PROVIDED ENTRIES:
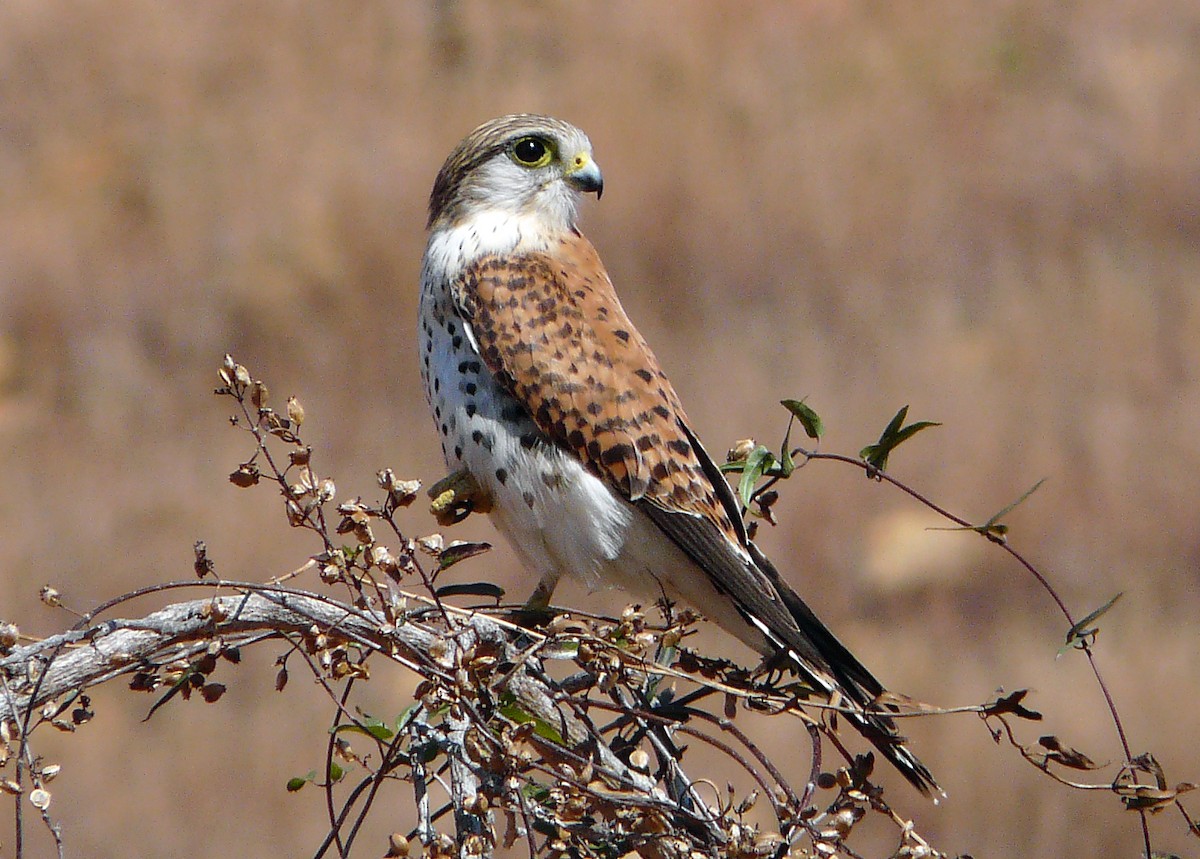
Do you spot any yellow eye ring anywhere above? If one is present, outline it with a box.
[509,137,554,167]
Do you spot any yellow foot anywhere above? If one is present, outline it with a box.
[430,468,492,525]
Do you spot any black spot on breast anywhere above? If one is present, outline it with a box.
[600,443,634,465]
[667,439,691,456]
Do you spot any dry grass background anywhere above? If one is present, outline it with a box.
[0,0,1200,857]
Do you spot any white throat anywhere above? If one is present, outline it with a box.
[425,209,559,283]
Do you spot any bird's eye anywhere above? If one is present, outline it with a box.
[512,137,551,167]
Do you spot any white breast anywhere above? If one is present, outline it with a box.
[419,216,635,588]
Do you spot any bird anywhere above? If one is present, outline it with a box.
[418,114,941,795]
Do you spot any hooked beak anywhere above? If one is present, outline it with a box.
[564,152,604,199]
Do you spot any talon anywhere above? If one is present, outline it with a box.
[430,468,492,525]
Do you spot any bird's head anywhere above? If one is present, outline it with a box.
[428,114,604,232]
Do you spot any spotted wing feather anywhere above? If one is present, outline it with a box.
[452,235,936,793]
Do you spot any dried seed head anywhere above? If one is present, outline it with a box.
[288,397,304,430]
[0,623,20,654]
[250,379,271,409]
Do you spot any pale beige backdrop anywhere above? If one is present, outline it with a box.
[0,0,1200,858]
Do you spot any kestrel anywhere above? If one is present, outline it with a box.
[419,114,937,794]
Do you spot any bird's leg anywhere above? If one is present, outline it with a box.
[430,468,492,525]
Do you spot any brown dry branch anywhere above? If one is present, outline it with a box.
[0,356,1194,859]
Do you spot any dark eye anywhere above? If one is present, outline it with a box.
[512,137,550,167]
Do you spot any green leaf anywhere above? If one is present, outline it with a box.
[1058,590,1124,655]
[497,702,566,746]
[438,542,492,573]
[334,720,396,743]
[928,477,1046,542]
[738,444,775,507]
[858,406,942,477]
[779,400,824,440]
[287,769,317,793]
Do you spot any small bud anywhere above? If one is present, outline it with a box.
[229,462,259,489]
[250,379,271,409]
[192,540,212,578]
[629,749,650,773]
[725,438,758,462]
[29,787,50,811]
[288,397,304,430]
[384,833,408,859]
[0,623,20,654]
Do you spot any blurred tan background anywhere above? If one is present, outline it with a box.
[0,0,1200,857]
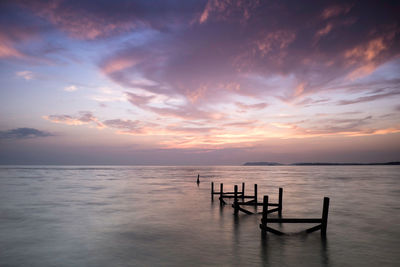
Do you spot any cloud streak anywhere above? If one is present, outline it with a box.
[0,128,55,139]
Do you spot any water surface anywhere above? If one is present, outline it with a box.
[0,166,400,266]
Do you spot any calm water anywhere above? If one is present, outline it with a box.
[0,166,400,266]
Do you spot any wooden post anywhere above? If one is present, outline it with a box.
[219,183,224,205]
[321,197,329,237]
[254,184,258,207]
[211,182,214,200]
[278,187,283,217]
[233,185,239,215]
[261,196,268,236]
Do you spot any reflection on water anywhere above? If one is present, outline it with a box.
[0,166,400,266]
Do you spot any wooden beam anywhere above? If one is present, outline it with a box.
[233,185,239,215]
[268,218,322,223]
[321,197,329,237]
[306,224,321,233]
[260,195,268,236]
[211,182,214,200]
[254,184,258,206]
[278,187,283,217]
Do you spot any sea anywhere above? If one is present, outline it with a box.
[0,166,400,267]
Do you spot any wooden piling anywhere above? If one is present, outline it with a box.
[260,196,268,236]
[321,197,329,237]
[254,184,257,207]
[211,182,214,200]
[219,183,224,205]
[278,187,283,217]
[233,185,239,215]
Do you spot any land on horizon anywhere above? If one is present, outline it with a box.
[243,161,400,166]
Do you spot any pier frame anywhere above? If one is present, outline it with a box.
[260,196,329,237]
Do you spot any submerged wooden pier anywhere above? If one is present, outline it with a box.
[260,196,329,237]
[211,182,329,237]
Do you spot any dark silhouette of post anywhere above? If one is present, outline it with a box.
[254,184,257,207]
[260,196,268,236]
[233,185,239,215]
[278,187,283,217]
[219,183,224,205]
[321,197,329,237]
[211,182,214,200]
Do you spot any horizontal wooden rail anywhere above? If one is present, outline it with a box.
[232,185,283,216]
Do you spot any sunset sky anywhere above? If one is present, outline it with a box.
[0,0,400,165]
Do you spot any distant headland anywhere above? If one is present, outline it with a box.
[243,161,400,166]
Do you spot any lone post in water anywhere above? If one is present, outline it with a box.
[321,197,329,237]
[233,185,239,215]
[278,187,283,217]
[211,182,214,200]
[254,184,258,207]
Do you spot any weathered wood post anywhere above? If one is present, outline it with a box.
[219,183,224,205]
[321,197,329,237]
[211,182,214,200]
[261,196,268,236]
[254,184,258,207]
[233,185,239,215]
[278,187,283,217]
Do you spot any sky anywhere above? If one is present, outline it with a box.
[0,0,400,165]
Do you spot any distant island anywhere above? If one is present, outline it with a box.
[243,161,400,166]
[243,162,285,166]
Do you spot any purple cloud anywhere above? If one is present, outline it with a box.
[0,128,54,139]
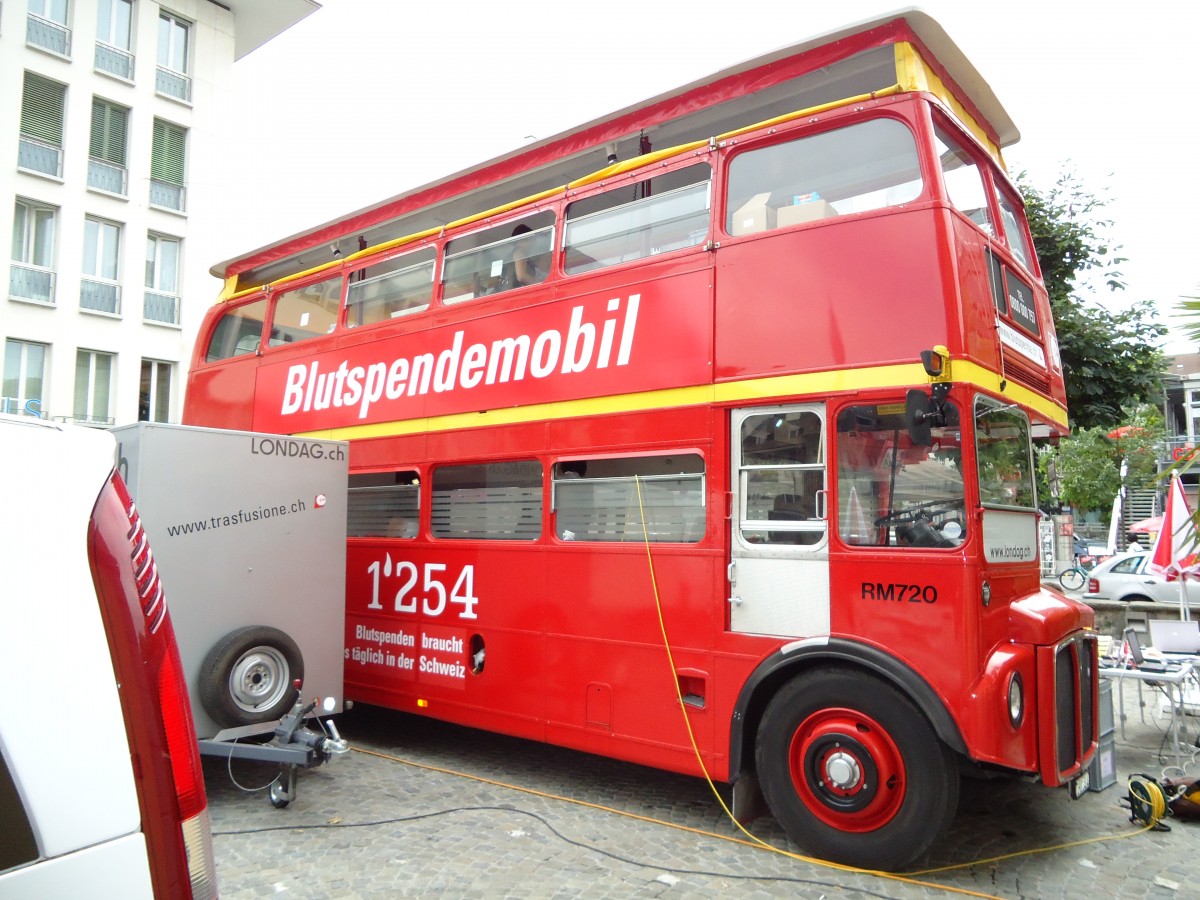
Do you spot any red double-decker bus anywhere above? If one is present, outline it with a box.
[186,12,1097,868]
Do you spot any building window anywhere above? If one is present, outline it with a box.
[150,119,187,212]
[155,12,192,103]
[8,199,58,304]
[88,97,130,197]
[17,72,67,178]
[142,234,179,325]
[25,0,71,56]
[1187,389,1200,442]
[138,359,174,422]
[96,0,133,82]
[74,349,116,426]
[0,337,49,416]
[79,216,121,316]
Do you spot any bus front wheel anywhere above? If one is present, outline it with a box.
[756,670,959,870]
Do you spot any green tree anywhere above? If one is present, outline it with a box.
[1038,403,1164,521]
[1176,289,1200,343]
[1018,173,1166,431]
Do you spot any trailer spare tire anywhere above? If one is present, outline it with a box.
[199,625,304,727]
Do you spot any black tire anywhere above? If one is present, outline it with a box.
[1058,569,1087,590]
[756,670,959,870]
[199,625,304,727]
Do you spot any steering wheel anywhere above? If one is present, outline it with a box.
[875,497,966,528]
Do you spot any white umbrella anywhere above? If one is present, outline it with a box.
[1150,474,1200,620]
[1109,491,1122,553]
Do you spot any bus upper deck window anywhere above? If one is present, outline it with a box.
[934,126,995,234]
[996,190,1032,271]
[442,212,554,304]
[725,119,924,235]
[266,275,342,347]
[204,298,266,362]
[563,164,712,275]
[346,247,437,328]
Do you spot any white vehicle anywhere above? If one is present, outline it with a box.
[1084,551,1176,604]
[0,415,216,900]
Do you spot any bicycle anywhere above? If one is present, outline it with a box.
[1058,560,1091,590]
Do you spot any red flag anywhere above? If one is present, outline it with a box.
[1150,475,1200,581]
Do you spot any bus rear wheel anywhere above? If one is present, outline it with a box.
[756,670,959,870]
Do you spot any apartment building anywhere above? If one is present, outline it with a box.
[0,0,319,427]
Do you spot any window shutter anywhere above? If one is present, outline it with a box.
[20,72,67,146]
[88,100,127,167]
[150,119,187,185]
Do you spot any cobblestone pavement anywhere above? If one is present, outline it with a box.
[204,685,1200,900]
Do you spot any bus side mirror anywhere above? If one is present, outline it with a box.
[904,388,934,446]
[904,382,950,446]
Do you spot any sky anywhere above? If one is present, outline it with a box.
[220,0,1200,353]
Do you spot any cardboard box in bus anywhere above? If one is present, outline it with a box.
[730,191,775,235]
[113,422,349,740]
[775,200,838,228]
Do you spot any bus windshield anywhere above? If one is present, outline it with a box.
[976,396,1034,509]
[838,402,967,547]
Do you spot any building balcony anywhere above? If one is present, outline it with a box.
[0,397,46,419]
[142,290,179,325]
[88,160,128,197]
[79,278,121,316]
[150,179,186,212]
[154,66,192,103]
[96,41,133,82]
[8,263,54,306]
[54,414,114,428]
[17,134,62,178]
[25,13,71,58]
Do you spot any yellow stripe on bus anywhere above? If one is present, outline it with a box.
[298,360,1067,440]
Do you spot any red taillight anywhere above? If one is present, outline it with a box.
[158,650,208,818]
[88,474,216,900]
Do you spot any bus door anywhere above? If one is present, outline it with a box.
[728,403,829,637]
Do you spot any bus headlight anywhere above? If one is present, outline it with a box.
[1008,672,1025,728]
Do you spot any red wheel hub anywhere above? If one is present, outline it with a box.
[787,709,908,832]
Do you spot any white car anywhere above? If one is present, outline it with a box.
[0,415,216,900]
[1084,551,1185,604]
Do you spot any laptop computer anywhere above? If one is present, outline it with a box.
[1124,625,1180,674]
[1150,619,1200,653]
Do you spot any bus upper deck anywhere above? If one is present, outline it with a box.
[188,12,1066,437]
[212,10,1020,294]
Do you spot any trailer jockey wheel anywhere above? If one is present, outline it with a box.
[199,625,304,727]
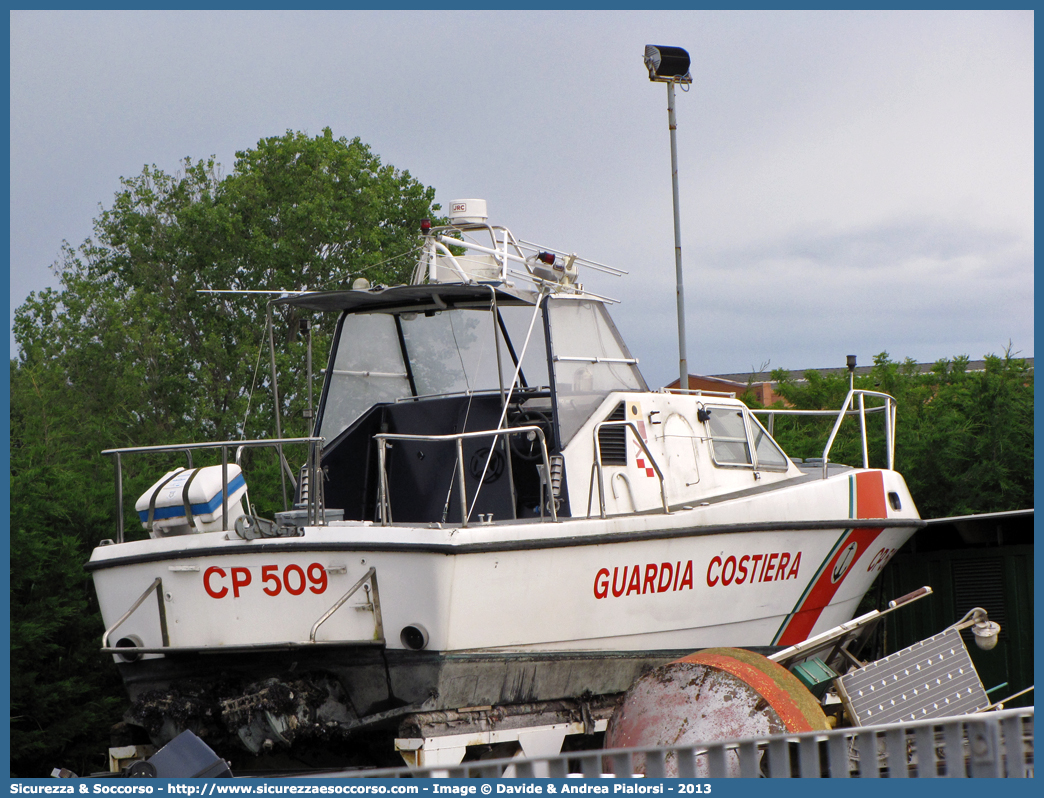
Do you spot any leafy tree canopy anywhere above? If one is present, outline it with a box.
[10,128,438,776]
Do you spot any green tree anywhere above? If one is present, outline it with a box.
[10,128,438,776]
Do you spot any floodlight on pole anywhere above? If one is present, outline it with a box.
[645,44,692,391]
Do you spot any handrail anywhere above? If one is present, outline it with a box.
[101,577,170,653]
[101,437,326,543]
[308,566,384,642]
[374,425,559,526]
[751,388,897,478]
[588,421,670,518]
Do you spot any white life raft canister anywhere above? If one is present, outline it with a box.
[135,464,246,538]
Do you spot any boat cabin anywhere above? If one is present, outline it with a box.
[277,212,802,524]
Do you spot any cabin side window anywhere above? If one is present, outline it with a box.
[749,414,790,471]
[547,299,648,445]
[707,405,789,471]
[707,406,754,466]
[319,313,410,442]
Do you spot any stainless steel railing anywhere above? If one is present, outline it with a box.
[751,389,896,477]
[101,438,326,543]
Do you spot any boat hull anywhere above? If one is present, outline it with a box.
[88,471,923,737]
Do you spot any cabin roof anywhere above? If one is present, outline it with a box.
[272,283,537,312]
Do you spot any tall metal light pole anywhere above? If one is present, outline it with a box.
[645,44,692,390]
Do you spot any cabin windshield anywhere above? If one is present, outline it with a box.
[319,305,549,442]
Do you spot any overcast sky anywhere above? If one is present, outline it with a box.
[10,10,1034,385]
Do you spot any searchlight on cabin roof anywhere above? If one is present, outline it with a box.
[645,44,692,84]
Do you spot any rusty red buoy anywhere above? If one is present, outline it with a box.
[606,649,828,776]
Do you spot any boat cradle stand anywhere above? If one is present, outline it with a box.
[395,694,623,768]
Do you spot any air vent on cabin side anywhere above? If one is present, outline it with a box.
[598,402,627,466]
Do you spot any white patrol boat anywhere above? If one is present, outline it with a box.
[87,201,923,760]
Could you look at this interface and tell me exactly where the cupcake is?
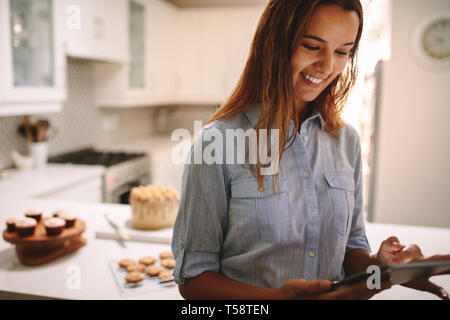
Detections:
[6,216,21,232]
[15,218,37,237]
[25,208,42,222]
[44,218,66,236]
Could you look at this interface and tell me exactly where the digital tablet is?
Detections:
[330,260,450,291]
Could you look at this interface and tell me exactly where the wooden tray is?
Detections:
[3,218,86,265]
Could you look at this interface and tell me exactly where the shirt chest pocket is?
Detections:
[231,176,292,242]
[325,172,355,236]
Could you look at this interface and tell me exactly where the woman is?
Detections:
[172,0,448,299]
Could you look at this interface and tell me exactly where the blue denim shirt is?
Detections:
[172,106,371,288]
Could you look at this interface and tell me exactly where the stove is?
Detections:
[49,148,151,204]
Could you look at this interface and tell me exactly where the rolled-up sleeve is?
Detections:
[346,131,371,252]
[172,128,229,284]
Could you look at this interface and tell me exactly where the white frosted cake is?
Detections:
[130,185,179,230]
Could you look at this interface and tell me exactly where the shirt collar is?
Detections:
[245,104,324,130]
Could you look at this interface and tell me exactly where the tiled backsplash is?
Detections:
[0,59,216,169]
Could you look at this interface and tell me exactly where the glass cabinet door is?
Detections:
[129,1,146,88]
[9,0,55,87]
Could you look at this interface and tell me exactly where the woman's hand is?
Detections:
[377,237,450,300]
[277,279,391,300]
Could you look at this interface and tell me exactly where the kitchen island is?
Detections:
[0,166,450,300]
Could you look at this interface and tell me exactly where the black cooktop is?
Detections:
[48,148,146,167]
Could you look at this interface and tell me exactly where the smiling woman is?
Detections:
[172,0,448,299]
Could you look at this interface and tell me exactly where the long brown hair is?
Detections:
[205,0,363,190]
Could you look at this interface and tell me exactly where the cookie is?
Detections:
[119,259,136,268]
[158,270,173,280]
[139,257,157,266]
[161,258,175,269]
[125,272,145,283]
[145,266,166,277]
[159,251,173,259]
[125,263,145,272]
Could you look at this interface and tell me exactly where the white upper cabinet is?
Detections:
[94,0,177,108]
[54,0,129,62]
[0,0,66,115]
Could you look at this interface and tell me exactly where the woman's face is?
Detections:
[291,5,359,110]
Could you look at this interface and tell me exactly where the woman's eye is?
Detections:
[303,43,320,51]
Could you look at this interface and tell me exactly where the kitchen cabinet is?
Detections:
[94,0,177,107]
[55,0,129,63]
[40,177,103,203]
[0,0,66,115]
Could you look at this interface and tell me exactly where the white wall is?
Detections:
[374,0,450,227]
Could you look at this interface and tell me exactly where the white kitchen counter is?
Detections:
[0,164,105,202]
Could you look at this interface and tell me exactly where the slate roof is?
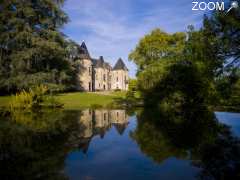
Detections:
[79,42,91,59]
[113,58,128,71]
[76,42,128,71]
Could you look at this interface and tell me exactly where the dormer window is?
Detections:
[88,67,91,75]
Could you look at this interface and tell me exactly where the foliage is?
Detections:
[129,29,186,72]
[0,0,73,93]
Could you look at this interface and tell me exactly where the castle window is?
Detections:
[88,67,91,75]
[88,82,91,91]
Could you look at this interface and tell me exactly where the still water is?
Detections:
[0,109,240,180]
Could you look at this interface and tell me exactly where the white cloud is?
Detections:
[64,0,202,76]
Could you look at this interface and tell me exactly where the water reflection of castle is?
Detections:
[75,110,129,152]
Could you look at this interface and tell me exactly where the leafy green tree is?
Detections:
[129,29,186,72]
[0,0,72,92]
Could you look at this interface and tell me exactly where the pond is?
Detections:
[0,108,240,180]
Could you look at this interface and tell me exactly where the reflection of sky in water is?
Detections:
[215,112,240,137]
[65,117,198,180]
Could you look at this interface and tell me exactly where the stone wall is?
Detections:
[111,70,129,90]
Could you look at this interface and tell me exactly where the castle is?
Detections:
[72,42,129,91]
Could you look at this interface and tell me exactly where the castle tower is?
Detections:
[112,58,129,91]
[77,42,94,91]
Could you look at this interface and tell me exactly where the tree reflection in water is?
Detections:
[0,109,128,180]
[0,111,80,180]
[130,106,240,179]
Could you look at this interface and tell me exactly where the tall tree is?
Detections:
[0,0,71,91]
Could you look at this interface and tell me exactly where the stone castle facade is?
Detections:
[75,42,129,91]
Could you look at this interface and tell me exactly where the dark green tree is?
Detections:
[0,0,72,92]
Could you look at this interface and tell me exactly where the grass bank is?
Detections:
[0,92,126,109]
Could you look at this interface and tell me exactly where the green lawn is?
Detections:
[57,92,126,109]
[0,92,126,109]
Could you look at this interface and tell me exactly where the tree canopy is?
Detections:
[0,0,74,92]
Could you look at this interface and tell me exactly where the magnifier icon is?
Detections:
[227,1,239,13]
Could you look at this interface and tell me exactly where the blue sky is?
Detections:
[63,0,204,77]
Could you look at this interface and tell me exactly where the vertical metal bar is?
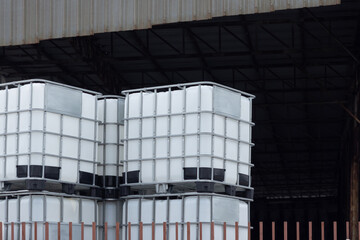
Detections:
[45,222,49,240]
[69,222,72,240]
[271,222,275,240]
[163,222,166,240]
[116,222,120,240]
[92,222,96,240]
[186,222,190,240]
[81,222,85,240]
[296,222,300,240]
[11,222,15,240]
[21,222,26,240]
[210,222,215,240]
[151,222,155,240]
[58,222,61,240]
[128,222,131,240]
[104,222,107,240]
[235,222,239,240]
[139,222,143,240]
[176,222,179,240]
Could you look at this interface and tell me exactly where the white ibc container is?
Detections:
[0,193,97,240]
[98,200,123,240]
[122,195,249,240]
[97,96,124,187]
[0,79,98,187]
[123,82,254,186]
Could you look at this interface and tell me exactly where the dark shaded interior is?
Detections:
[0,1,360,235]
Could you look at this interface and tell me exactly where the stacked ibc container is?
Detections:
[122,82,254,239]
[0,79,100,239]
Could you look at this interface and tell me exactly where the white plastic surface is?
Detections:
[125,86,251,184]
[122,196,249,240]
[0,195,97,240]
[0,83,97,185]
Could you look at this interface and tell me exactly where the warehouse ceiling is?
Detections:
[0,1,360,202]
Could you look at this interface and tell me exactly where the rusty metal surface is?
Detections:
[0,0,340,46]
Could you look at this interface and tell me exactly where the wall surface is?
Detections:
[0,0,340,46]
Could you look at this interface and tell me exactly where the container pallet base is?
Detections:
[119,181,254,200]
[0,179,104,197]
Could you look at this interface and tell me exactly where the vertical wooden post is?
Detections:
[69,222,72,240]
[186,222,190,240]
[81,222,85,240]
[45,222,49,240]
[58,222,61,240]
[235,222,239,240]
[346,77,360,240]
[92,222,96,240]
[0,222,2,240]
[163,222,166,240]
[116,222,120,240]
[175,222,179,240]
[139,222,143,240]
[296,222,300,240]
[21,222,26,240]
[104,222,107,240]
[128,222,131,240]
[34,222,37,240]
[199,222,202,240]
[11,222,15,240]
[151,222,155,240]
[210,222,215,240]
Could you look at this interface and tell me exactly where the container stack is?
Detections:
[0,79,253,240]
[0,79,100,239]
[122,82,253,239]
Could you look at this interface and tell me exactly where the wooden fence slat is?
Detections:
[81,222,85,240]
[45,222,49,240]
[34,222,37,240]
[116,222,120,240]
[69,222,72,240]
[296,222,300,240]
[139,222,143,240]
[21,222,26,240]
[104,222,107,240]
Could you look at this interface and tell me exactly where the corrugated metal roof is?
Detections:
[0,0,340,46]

GOAL: Which lines of the records above contain the word "water"? Pick out every one and copy it in full.

FULL RESPONSE:
Do you spot any water surface anywhere above? If one is present, outline it with a box.
Do you spot any calm water anywhere above? If one is present, outline it with a box.
Do you spot any reflection on water anywhere above? If one is present, outline it with a box.
Do you spot any lone post in water anywhere above? If one is present, outline it with a box.
Could you look at this interface and tell me exactly where the still water is?
Could you look at this interface and tell me exactly where the water reflection of castle is?
Could you look at this interface and tell me exactly where the reflection of sky in water is?
Could you look at this interface and tell me exactly where the tree reflection in water is?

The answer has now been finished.